**WRITTEN TASK**
Extract the whole listing as it stands. Do not include the pictures.

**DATA SUPPLIED**
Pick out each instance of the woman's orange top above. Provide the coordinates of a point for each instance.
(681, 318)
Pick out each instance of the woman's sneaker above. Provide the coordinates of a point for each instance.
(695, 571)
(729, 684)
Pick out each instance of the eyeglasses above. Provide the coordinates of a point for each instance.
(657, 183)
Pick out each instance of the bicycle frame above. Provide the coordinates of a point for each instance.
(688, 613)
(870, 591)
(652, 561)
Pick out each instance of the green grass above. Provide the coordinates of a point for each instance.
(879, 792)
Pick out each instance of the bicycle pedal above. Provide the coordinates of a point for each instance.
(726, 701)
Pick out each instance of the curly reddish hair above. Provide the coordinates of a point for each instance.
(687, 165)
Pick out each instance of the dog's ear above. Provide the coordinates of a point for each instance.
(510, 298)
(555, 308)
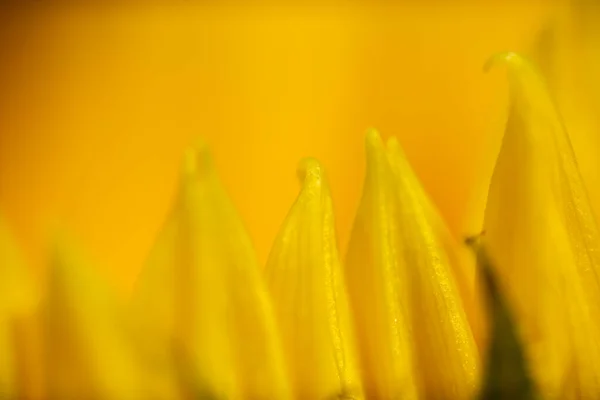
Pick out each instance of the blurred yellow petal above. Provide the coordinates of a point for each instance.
(202, 290)
(447, 357)
(540, 229)
(89, 352)
(455, 262)
(17, 302)
(377, 286)
(306, 281)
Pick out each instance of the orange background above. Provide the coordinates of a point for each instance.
(98, 102)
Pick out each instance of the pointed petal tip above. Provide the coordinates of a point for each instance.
(310, 172)
(197, 158)
(374, 146)
(508, 58)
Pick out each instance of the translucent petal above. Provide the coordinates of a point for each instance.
(305, 277)
(507, 374)
(89, 350)
(447, 356)
(202, 294)
(540, 229)
(17, 302)
(413, 333)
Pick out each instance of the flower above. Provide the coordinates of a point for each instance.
(404, 314)
(399, 317)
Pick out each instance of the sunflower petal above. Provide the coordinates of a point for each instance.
(17, 303)
(377, 286)
(446, 354)
(88, 348)
(201, 291)
(306, 281)
(541, 231)
(507, 374)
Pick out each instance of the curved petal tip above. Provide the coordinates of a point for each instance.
(197, 158)
(310, 172)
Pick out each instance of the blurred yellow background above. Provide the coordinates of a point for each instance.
(98, 102)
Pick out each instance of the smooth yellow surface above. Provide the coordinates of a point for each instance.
(99, 101)
(18, 298)
(202, 292)
(308, 290)
(540, 229)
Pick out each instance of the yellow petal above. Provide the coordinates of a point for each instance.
(17, 302)
(202, 291)
(307, 285)
(377, 286)
(89, 350)
(541, 231)
(446, 354)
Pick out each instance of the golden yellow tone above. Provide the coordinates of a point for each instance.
(407, 311)
(89, 349)
(99, 100)
(306, 279)
(540, 229)
(398, 273)
(18, 299)
(202, 293)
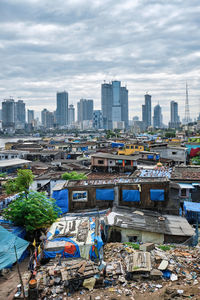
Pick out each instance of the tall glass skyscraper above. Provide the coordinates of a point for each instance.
(146, 110)
(157, 118)
(62, 108)
(114, 104)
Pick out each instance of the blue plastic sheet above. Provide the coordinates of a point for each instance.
(61, 198)
(131, 195)
(95, 249)
(117, 145)
(52, 254)
(157, 195)
(105, 194)
(192, 211)
(149, 156)
(7, 251)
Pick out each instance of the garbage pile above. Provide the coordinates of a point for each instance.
(127, 269)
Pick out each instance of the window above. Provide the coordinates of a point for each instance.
(157, 195)
(183, 192)
(132, 239)
(79, 196)
(100, 162)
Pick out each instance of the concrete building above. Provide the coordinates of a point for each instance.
(157, 118)
(146, 111)
(174, 117)
(30, 114)
(20, 114)
(8, 114)
(97, 119)
(47, 118)
(85, 110)
(71, 114)
(114, 104)
(62, 109)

**RESULT OF THIS TASK**
Pick out each instance of the woman's orange top above. Provide the coordinates of a point for each instance.
(681, 318)
Pick out each instance of the woman's sneaker above. Provide the coordinates of a point for each instance.
(695, 571)
(729, 684)
Pick out each instance of the eyeglasses above. Provide the coordinates of a point for each instance.
(657, 183)
Pick out each instance of the bicycle frame above. Provide the coordinates of a point for each instance.
(688, 613)
(870, 591)
(652, 561)
Pick out each instance of the green grass above. Provide the coordinates of a point for each instance.
(879, 792)
Pick out each instance of the bicycle pedal above. Provide the coordinates of a point for each instance.
(726, 701)
Pick out each instance of the curly reddish hair above. Provide the coordinates of a point for each instance.
(687, 165)
Pick out each instance of the dog's ear above. Provide the coordinates of a point for each instance.
(510, 298)
(555, 308)
Pick out each instance of the blurred yellow petal above. Provide the coordinates of a point for each instance.
(202, 290)
(447, 357)
(540, 229)
(89, 352)
(455, 262)
(17, 302)
(377, 286)
(306, 281)
Pick out each instance of the orange background above. Provide the coordinates of a point for each instance.
(98, 102)
Pick out each instance of the pointed petal tip above. Provide the coordinates of a point for each instance.
(310, 172)
(197, 158)
(374, 146)
(508, 58)
Pick out each instance of the translucent petal above. Provide the coordinates of a point for each instance.
(305, 277)
(507, 374)
(89, 350)
(447, 356)
(202, 294)
(540, 229)
(17, 302)
(413, 333)
Pick out each instance of the flower above. Provide the coordinates of a point for each instance.
(404, 314)
(399, 317)
Pick out each instance of the sunflower petal above. Provide the coordinates of a point for each instance.
(17, 303)
(377, 286)
(446, 354)
(88, 348)
(201, 291)
(306, 281)
(541, 231)
(507, 374)
Pick out each instance of the curved petal tip above. Provide the coordinates of a point for each instance.
(197, 158)
(310, 172)
Pick out each instance of the blurred yellow background above. Provide the coordinates of a point for each instance.
(98, 102)
Pick out each instance of the smooth yellow surface above. Provide the coordinates of a point for each instance.
(99, 101)
(18, 298)
(202, 292)
(308, 290)
(540, 229)
Pick out each instance of the yellow petal above. Provide the coordinates of a point for each instance.
(17, 302)
(202, 291)
(307, 285)
(377, 286)
(89, 350)
(541, 231)
(446, 354)
Pick out each instance of the golden yellow tone above. Provide the coordinates of a point for each instance.
(407, 311)
(89, 349)
(99, 100)
(306, 279)
(540, 229)
(398, 273)
(18, 299)
(202, 293)
Pick out each instance of the tall glass skyscraper above. Provide the coordinates of a point for each instance.
(146, 110)
(157, 118)
(62, 108)
(114, 104)
Pick out each instance of the blue plastic sheet above. Provide the coordinates of a point for each instance.
(61, 198)
(131, 195)
(95, 249)
(117, 145)
(52, 254)
(157, 195)
(105, 194)
(192, 211)
(149, 156)
(7, 251)
Pick out each instance of the garbage pile above. Provide the coordinates of a point for each instance.
(127, 269)
Pick out each instance of the window above. Provide the coordinates of a point for each instance.
(157, 195)
(183, 192)
(132, 239)
(79, 196)
(100, 162)
Pick out each instance of the concrete building above. Provide the coordinates of a point for each instance.
(157, 118)
(146, 111)
(174, 117)
(30, 114)
(20, 114)
(8, 114)
(97, 119)
(47, 118)
(85, 110)
(71, 114)
(114, 104)
(62, 109)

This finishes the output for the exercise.